• _WHAT YOU ARE ASKED TO DO_: Could you arrange everything from the start of the records through the line containing "[[[263,75],[261,79],[264,82],[266,82],[266,73]]]", both included, as a numbered list, skipping blank lines and leaving out the pictures?

• _PROVIDED RECORDS_:
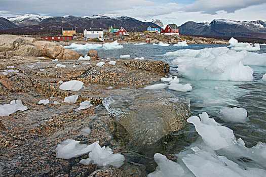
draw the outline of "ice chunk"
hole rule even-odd
[[[181,92],[186,92],[192,90],[192,86],[189,83],[183,85],[181,83],[173,83],[169,85],[169,88],[171,90]]]
[[[184,40],[174,45],[174,46],[188,46],[188,45],[186,43],[186,41]]]
[[[252,45],[249,43],[238,42],[238,40],[233,37],[231,38],[228,42],[230,45],[227,47],[235,51],[256,51],[260,50],[260,47],[258,43]]]
[[[96,64],[96,66],[103,66],[105,64],[105,63],[104,63],[104,62],[100,62],[98,63],[97,64]]]
[[[63,48],[68,49],[71,48],[75,50],[91,50],[91,49],[100,49],[102,47],[101,44],[93,44],[86,43],[85,45],[80,45],[75,43],[72,43],[69,46],[64,46]]]
[[[126,58],[130,57],[129,55],[122,55],[120,56],[120,58]]]
[[[70,80],[61,84],[59,88],[64,91],[79,91],[82,88],[84,83],[79,80]]]
[[[81,132],[80,132],[80,134],[87,136],[91,133],[91,128],[88,127],[86,127],[82,128]]]
[[[86,144],[81,144],[80,143],[80,142],[78,141],[67,139],[59,144],[56,149],[56,158],[69,159],[87,154],[94,148],[95,145],[98,144],[99,141],[89,146]]]
[[[8,116],[17,111],[25,111],[28,109],[22,104],[20,100],[12,100],[10,104],[0,105],[0,117]]]
[[[168,85],[167,83],[158,83],[154,85],[146,86],[144,87],[144,89],[161,90],[166,88]]]
[[[263,75],[261,79],[264,82],[266,82],[266,73]]]
[[[64,100],[64,103],[75,103],[78,98],[79,97],[79,95],[72,95],[69,97],[65,97]]]
[[[90,56],[86,56],[84,57],[80,56],[78,60],[90,60],[90,59],[91,57]]]
[[[230,146],[236,138],[233,130],[216,123],[214,119],[209,118],[206,112],[198,117],[192,116],[187,122],[193,123],[196,130],[204,142],[213,150],[218,150]]]
[[[100,166],[106,167],[112,165],[119,168],[124,164],[125,157],[119,153],[113,154],[111,149],[107,147],[102,148],[99,145],[99,141],[95,144],[92,150],[89,154],[89,157],[82,159],[80,163],[88,165],[91,163]]]
[[[58,63],[58,64],[56,65],[56,66],[58,66],[58,67],[66,67],[66,66],[65,65],[62,65],[62,64],[61,64],[60,63]]]
[[[48,104],[48,103],[50,103],[50,101],[49,101],[49,100],[48,99],[46,99],[46,100],[41,100],[40,101],[39,101],[39,102],[38,102],[38,104],[39,105],[41,104],[43,104],[43,105],[47,105]]]
[[[87,109],[91,106],[93,106],[91,104],[91,102],[88,100],[86,100],[83,102],[80,103],[80,107],[79,108],[75,109],[75,111],[79,111],[80,110]]]
[[[177,163],[168,159],[159,153],[154,155],[154,160],[158,165],[156,170],[148,174],[148,177],[183,176],[185,171]]]
[[[161,80],[162,80],[162,81],[169,81],[173,80],[173,78],[172,78],[172,77],[168,77],[168,78],[162,77],[162,78],[161,78]]]
[[[221,118],[235,122],[245,122],[248,120],[247,111],[244,108],[225,107],[220,111]]]
[[[110,65],[115,65],[116,62],[117,62],[115,61],[110,61],[108,63],[109,63]]]
[[[102,45],[102,49],[105,50],[119,49],[124,48],[122,45],[120,45],[120,44],[118,42],[117,40],[111,43],[105,43]]]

• _PROBLEM SOLUTION_:
1. draw the outline of "ice chunk"
2. hole rule even-odd
3. [[[181,92],[186,92],[192,90],[192,86],[189,83],[183,85],[181,83],[173,83],[169,85],[169,88],[171,90]]]
4. [[[184,40],[174,45],[174,46],[188,46],[188,45],[186,43],[186,41]]]
5. [[[252,45],[249,43],[238,42],[238,40],[233,37],[231,38],[228,42],[230,45],[227,47],[235,51],[256,51],[260,50],[260,47],[258,43]]]
6. [[[96,64],[96,66],[103,66],[105,64],[105,63],[104,63],[104,62],[100,62],[98,63],[97,64]]]
7. [[[63,48],[68,49],[71,48],[75,50],[91,50],[91,49],[100,49],[102,47],[101,44],[93,44],[86,43],[85,45],[80,45],[75,43],[72,43],[69,46],[64,46]]]
8. [[[126,58],[130,57],[129,55],[122,55],[120,56],[120,58]]]
9. [[[70,80],[61,84],[59,88],[64,91],[79,91],[82,88],[84,83],[79,80]]]
10. [[[81,132],[80,132],[80,134],[87,136],[91,133],[91,128],[88,127],[86,127],[82,128]]]
11. [[[86,144],[81,144],[80,143],[80,142],[78,141],[67,139],[59,144],[56,149],[56,158],[69,159],[87,154],[94,148],[95,145],[98,144],[99,141],[89,146]]]
12. [[[8,116],[17,111],[25,111],[28,109],[22,104],[20,100],[12,100],[10,104],[0,105],[0,117]]]
13. [[[168,85],[167,83],[158,83],[154,85],[146,86],[144,87],[144,89],[161,90],[166,88]]]
14. [[[263,75],[261,79],[264,82],[266,82],[266,73]]]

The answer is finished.